Problem to work on: Copy each of the records below word for word, keeping every line unchanged.

Records for the task:
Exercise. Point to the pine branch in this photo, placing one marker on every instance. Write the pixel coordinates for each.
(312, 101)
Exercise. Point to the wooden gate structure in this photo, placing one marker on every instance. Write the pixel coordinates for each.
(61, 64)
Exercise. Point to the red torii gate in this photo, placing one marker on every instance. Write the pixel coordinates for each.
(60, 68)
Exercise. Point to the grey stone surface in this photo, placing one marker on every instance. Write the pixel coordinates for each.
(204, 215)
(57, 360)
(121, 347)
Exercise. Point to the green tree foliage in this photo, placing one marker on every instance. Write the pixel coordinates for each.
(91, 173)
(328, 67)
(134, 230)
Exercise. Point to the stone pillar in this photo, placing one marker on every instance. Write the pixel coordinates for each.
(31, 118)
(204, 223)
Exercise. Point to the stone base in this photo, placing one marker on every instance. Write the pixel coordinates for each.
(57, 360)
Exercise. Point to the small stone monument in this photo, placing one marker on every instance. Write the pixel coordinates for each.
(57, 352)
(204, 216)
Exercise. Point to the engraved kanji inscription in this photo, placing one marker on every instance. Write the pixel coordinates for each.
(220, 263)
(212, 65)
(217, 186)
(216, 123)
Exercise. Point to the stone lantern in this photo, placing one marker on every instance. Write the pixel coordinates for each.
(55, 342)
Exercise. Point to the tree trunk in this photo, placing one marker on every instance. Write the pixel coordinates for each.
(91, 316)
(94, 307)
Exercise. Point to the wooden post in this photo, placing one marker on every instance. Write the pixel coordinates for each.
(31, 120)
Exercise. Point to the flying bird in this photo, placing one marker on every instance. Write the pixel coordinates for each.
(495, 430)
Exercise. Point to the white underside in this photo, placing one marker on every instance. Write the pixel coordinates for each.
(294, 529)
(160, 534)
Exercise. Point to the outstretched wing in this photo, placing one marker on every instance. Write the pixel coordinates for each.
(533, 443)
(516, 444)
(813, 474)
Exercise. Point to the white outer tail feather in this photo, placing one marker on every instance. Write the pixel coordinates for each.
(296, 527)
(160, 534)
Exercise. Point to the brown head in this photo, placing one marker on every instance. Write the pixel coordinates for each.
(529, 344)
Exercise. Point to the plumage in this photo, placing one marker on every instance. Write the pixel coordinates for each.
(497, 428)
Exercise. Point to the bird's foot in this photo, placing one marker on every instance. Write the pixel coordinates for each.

Response to the exercise:
Exercise. Point to the pine branch in this photo, placing one marker on every instance. Write the pixel coordinates for each.
(312, 101)
Exercise. Point to the wooden gate structure in this photo, placing one marker on every instance. Write the pixel coordinates for each.
(61, 64)
Exercise. Point to the red torii gate in this photo, placing one marker on every instance. Write the pixel coordinates for each.
(60, 68)
Exercise. Point to the grey stone surface in this photo, placing one marker on every instance. Write the pixel coordinates for each.
(204, 215)
(57, 360)
(121, 347)
Exercise. Point to the green tree foliage in this photo, placing one marker on every instance. Write the pixel coordinates for each.
(91, 173)
(328, 67)
(134, 230)
Exercise. Point to the stone pillar in this photo, placing one marker on every instance. Write the pixel coordinates for each.
(31, 118)
(204, 223)
Exercise. Point to the stone base in this photo, placing one marker on every instance. Write the pixel coordinates for each.
(57, 360)
Exercise. Point to the small stone monument in this photo, placing one marker on every instance. Write the pixel coordinates for each.
(57, 352)
(204, 216)
Exercise. Point to the engraved kanji inscription in this photo, placing one marker on every instance. Write the pixel coordinates for each.
(220, 263)
(212, 65)
(217, 186)
(216, 123)
Exercise. Point to the stone lantern in this photo, placing one marker on every instance. Write the pixel coordinates for each.
(55, 342)
Exercise. Point to the tree trunk in this photo, placing one marker on every instance. Write the pixel coordinates for each.
(91, 316)
(94, 307)
Exercise. Point to the wooden post in this photo, placing one marker on every instance. Write the pixel coordinates for each.
(31, 120)
Exercise. Point to the flying bird in this photo, placing one marker on every instance. Write the pixel coordinates for each.
(495, 430)
Exercise. Point to the white underside in this photo, placing one marker on every instance. Write the pixel coordinates for each.
(294, 529)
(160, 534)
Exercise. Point to the outstretched wing in this photo, placing one marker on every instance. Write the pixel coordinates for each.
(533, 443)
(516, 444)
(813, 474)
Exercise. Point to the white outer tail feather in this photo, placing one marker on every instance. Write the pixel coordinates for each.
(296, 527)
(160, 534)
Exercise. Point to the brown head in this photo, placing one marker on every instance. Write the pixel coordinates for each.
(529, 344)
Exercise. Point to the plumage in this photo, placing one marker on every instance. Write the pixel coordinates for each.
(497, 428)
Exercise. Point to the bird's foot in this photo, placing one marker on every instance. Write the pixel coordinates for each.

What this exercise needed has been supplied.